● **Exercise instructions**: Could you quote, exactly as they stand, the lines running from the one with "Keep to two rules. Tag each instance of the decorative bottle" to the final line of the material?

Object point labels
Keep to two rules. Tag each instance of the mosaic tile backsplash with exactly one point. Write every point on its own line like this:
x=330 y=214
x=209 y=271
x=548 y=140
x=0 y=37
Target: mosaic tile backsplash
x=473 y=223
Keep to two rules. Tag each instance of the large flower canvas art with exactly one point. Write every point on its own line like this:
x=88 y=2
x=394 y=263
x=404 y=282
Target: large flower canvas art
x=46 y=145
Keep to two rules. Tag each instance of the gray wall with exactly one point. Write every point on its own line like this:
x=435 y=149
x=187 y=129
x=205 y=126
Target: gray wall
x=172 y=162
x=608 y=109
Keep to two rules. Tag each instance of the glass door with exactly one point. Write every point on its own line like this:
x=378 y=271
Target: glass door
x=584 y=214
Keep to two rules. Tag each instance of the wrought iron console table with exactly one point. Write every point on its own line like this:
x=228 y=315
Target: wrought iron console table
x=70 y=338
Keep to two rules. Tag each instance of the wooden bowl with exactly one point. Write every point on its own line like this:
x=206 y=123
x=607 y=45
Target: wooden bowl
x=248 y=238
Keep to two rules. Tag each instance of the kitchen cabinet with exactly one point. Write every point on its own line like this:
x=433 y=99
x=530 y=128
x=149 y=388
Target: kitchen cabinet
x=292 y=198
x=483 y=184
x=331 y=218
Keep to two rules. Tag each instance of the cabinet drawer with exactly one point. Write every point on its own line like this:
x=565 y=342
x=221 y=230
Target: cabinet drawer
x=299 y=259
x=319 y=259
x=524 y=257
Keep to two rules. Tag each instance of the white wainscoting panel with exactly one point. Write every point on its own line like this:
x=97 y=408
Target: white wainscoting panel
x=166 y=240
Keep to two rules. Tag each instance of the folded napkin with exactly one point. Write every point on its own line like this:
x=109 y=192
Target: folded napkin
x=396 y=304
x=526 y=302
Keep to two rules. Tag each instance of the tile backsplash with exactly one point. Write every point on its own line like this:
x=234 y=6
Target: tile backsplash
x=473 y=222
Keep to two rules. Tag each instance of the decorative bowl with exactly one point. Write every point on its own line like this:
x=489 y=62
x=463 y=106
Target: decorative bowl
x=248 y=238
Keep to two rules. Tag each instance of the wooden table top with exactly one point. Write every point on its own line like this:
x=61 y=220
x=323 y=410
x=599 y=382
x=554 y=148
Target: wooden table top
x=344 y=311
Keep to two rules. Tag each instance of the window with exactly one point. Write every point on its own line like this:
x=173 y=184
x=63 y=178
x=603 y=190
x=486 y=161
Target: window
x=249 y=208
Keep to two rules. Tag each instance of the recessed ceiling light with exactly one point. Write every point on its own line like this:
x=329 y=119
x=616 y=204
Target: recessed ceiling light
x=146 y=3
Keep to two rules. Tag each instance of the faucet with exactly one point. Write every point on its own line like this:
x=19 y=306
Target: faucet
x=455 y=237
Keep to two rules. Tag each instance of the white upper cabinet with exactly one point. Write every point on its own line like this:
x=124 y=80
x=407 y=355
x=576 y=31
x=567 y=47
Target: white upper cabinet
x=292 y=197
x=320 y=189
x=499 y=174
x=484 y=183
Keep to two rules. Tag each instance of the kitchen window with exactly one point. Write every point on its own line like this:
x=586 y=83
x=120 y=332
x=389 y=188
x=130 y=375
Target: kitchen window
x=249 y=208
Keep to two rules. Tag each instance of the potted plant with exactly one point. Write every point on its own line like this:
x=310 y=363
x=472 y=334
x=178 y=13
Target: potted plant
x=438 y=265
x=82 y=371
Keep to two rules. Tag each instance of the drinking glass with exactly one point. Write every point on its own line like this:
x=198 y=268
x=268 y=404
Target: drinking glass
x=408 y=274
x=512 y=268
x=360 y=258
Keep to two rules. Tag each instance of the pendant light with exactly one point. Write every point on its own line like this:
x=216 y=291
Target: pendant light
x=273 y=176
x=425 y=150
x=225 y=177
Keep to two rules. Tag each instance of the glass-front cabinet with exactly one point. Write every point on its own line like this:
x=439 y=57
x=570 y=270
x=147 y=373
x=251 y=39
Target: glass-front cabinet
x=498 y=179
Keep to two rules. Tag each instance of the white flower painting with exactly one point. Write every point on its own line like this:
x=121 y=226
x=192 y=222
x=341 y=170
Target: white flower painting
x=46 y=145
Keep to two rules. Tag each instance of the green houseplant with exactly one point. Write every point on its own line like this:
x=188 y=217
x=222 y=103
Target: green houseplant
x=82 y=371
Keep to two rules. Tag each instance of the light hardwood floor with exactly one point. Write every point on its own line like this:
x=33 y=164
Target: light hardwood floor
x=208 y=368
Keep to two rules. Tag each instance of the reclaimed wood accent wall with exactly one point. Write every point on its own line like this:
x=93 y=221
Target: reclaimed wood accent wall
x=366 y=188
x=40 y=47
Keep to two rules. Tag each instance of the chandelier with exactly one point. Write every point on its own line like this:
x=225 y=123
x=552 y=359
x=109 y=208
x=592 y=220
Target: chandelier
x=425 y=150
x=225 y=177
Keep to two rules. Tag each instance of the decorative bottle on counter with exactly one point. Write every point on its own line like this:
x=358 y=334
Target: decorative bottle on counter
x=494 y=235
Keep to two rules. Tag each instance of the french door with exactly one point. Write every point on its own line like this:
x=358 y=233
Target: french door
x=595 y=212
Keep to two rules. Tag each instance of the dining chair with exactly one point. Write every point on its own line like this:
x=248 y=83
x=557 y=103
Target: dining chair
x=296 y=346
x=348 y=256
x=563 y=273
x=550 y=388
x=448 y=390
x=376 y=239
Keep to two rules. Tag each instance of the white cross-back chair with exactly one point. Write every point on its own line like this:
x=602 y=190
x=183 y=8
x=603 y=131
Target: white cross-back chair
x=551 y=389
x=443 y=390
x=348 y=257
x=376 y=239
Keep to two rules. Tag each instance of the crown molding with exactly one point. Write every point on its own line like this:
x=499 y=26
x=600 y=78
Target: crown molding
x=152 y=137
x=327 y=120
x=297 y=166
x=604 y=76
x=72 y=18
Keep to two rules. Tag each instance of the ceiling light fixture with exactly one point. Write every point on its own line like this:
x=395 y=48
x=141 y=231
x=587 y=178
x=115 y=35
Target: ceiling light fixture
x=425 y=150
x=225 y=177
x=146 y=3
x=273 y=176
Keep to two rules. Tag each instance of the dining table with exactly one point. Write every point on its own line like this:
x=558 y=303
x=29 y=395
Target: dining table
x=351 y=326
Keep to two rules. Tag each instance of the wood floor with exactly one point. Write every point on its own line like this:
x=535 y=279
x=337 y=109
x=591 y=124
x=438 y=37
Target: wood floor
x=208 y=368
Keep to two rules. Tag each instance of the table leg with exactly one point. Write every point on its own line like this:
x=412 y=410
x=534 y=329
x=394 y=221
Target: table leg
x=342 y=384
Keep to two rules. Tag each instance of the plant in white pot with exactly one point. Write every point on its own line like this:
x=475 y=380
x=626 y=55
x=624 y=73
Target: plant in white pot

● **Written response**:
Keep to two rules. Tag each instance of the decorative bottle on counter with exactly one point. Write every point on its own line like this:
x=358 y=334
Target: decorative bottle on counter
x=494 y=235
Keep to two rules. Tag each instance of the french door with exactly one point. Write every point on its own line like this:
x=358 y=233
Target: french door
x=595 y=212
Keep to two rules. Tag each instance of the dining chair with exactly one point. Write every point on its own line like this:
x=248 y=83
x=557 y=103
Target: dining chair
x=296 y=346
x=348 y=256
x=563 y=273
x=550 y=388
x=448 y=390
x=376 y=239
Keep to two rules. Tag each instance of the white cross-back chair with exactly one point. Write every point on its own line like this:
x=602 y=190
x=183 y=8
x=603 y=131
Target: white cross-back chair
x=551 y=389
x=443 y=390
x=348 y=257
x=376 y=239
Keep to two rules. Tag each instance of the crown molding with exactly one point. Write every point on its own line like this:
x=499 y=26
x=600 y=78
Target: crown molding
x=152 y=137
x=327 y=120
x=297 y=166
x=604 y=76
x=72 y=18
Keep to two rules. Tag each instance of the ceiling light fixture with exactly one point. Write every point on its own line like this:
x=395 y=48
x=141 y=231
x=587 y=178
x=115 y=35
Target: ceiling light fixture
x=425 y=150
x=225 y=177
x=146 y=3
x=273 y=176
Keep to two rules. Tag each instance of the dining table with exactly one point. Write every point on its own line like this:
x=558 y=303
x=29 y=395
Target: dining table
x=351 y=326
Keep to two rules. Tag each instance of the wood floor with exactly one point. Write every point on its own line like this:
x=535 y=279
x=337 y=109
x=591 y=124
x=438 y=37
Target: wood floor
x=208 y=368
Keep to two rules. Tag each instance of the table leg with exactly one point. Write every point on its own line like this:
x=412 y=410
x=534 y=329
x=394 y=221
Target: table leg
x=342 y=384
Keep to two rules. Tag each instance of the plant in white pot with exactly one point. Write every point on its own line like this:
x=475 y=380
x=626 y=55
x=624 y=73
Target: plant in white pot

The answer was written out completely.